• _What to work on_: Each line of the material below is to be written out exactly. Leave out any picture.

-=-=-

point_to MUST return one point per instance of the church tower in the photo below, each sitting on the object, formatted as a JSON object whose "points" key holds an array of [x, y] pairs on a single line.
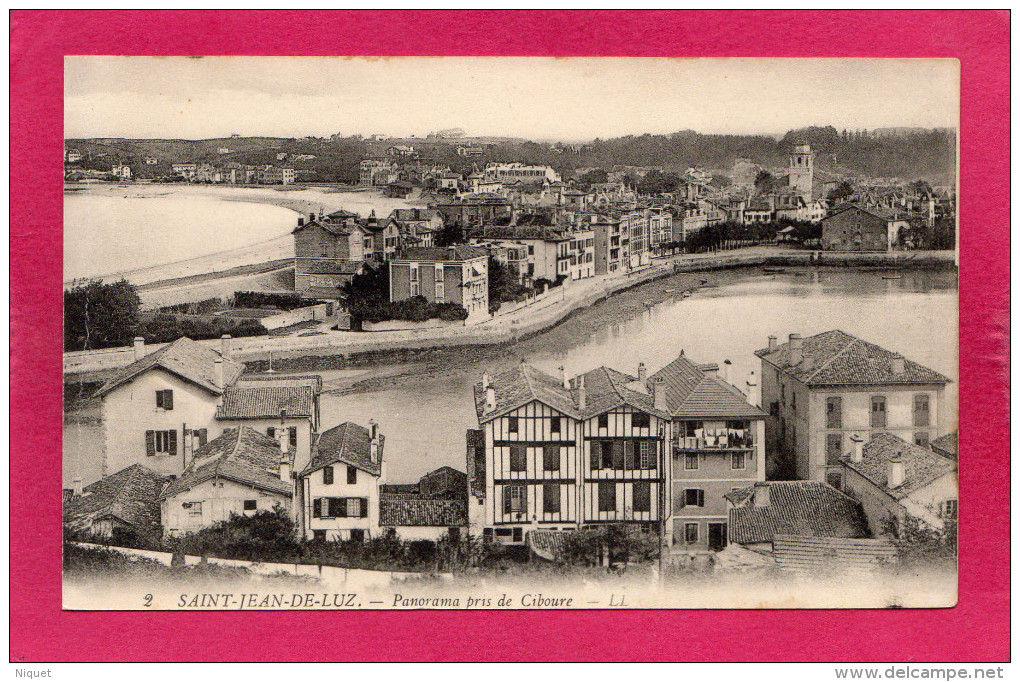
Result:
{"points": [[802, 170]]}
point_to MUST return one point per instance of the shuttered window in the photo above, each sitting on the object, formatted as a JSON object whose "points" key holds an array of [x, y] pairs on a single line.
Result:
{"points": [[518, 458], [607, 496], [551, 458], [551, 497], [643, 496]]}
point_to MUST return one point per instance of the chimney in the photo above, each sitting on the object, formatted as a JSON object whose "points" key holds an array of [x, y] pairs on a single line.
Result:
{"points": [[796, 349], [659, 394], [754, 395], [857, 454], [896, 472]]}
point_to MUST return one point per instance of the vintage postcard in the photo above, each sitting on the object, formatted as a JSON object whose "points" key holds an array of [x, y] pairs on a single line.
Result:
{"points": [[510, 332]]}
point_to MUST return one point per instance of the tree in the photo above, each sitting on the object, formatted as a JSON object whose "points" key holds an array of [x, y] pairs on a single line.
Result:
{"points": [[100, 315]]}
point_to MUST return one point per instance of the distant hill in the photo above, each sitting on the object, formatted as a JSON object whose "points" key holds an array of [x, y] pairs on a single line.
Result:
{"points": [[907, 153]]}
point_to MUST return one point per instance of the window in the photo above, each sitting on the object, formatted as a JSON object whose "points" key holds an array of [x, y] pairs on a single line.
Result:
{"points": [[160, 442], [833, 448], [514, 499], [164, 399], [921, 412], [878, 411], [551, 458], [607, 496], [694, 497], [554, 425], [551, 497], [518, 458], [648, 455], [643, 496], [833, 412]]}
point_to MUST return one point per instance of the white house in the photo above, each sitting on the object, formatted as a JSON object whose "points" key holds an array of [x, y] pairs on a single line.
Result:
{"points": [[157, 411], [240, 472], [340, 485]]}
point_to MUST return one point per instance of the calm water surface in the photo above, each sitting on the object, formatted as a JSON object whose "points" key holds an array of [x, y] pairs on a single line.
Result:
{"points": [[424, 409]]}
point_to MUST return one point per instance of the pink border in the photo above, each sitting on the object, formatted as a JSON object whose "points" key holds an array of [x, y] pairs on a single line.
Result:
{"points": [[976, 630]]}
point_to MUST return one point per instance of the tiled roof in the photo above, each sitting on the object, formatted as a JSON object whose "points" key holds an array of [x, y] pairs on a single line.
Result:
{"points": [[836, 358], [693, 394], [405, 511], [348, 443], [333, 267], [921, 466], [185, 358], [799, 508], [948, 444], [241, 455], [265, 402], [519, 385], [132, 495], [456, 253]]}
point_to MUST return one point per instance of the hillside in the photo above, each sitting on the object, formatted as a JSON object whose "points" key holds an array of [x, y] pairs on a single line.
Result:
{"points": [[906, 153]]}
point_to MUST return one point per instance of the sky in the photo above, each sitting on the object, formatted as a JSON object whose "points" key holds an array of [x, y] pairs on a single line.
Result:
{"points": [[539, 98]]}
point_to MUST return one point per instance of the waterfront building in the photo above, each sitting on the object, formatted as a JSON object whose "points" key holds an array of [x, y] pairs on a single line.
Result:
{"points": [[240, 472], [340, 487], [894, 479], [455, 274], [822, 390]]}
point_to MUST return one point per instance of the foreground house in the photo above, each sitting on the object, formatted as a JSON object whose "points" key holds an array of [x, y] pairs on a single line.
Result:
{"points": [[340, 487], [157, 410], [560, 454], [456, 274], [822, 389], [766, 510], [894, 479], [242, 471], [123, 507]]}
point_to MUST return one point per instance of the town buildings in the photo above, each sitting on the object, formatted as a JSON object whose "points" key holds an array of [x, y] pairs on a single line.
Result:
{"points": [[454, 274], [894, 479], [822, 390]]}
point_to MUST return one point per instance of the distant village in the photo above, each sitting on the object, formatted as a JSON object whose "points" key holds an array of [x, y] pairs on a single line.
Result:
{"points": [[822, 452]]}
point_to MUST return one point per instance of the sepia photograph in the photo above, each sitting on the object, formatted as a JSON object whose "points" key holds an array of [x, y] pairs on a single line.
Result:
{"points": [[510, 332]]}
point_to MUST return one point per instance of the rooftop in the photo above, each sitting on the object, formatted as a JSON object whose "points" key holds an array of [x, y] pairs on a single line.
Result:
{"points": [[921, 466], [836, 358], [798, 508]]}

-=-=-

• _Result of the exercise_:
point_to MUST return one point per instance of the church tower in the photo below, each sitting on the object, formatted as a JSON object whose "points" key holds an array of [x, y] pairs on a single line.
Result:
{"points": [[802, 170]]}
point_to MUST return one point per instance of the shuttered window in the photo above, each sitting on the object, formatted as a JSON object whose "points" key holds an array of [x, y] pairs on a single line.
Result:
{"points": [[518, 458], [607, 496], [551, 458], [551, 497], [643, 496]]}
point_to MUST return one point per instance of the chimney in the photo above, each sitting on the object, formatted as a JSON object whose "points" key holds an array of [x, y] pairs on a single line.
Result:
{"points": [[796, 349], [659, 394], [754, 395], [857, 454], [896, 472]]}
point_to MUST return one point per instance of the vintage postcard in the photo above, each sitting on the object, formatted as a JSON object whose "points" key holds an array of [x, y] pairs on a single line.
Result:
{"points": [[510, 332]]}
point_to MUST return one point per instance of the tree in the photo above, each sitting on the object, formatted as a JSON object whose "points" key holds an array of [x, y] pairs on a single line.
Result:
{"points": [[100, 315]]}
point_to MUST return one point per instance of the distant hill in the photo above, each sitting on the object, formatted as a JSON object whose "points" key holds an array of [x, y] pairs on a single line.
Result:
{"points": [[907, 153]]}
point_to MUST return one point per instance of the window in the photo above, each sitting on the object, formatted as a JSON object whose "points" key holds an array of [x, y] pairs on a single line.
Result:
{"points": [[160, 442], [833, 448], [514, 499], [164, 399], [921, 412], [878, 411], [551, 458], [607, 496], [694, 497], [554, 425], [551, 497], [518, 458], [648, 455], [643, 496], [833, 412]]}
point_to MUST return one point per instance of the white house in the photo above, each sitting on the object, formatted as a JSON object whose "points" key holds an array of [x, y] pairs on a single line.
Result:
{"points": [[157, 411], [240, 472], [340, 485]]}
point_to MUST return one point per instance of the calm water surface in the photo above, each sitting on the object, formatted as a JSON object whose "points" key holds an array of [x, y] pairs on a single line.
Result:
{"points": [[424, 409]]}
point_to MUST return one point per instance of the pink border in the photo above, each sitting on the object, formatted as a JSON object whose "points" key holds an array of [x, y] pairs on a single line.
Result:
{"points": [[976, 630]]}
point_to MUST return one point per instance of the tiled roof in the photo above, each sitting on the object, formatted as a JSON object whose "points" key holds an array of [x, y] pairs on a single line.
Result:
{"points": [[836, 358], [693, 394], [405, 511], [348, 443], [333, 267], [921, 466], [185, 358], [799, 508], [948, 444], [241, 455], [265, 402], [519, 385], [132, 495], [456, 253]]}
point_to MUST return one point per instance of the hillside in the photo above, each sitting on the object, formatted as a JSON object whose "points" key holds an array of [x, y] pairs on a single line.
Result:
{"points": [[906, 153]]}
point_to MUST return one point per instance of the sky in the photo above, each sitting on the object, formatted as a JSON object whose "points" key holds an array of [x, y] pairs on a single line.
Result:
{"points": [[539, 98]]}
point_to MUST return one point per instance of the waterfront building in the photo above, each sitting on the object, formatted as a JSON object whose "points" key holds an array of [x, y] pairs on a single line.
Result:
{"points": [[240, 472], [340, 487], [894, 479], [455, 274], [822, 390]]}
point_to MUST return one point per instance of the foreground house in the photo above, each sitting on the object, formatted as a JSON object whose "points" key holds an array of [x, y] pairs on a single line.
Result:
{"points": [[340, 487], [157, 410], [560, 454], [456, 274], [822, 389], [766, 510], [894, 479], [242, 471], [123, 507]]}
point_to MUST return one point per instance of the town buildings in the photo above, each sitting on the object, formatted as a JSON object whose "points" key holds an array of [x, y] pairs on a single line.
Result:
{"points": [[454, 274], [894, 479], [822, 390]]}
point_to MUST return one point per instance of the distant village in the photo above, each sitting on the object, formatted as a JSON object whose "points" key holds an array of [x, y] pairs on a single line.
Result:
{"points": [[822, 452]]}
point_to MUST return one point per instance of the sepia photograph in the photo above, each sitting on the object, formatted as a JSON object whose "points" key holds an array of [x, y] pairs on a single line.
Result:
{"points": [[510, 332]]}
point_to MUST return one point per instance of the rooftop in the photo above, each sitting on the object, formatted as a JSON object whose "points" key holds an array of [x, y] pairs on a single line.
Result:
{"points": [[921, 466], [836, 358], [798, 508]]}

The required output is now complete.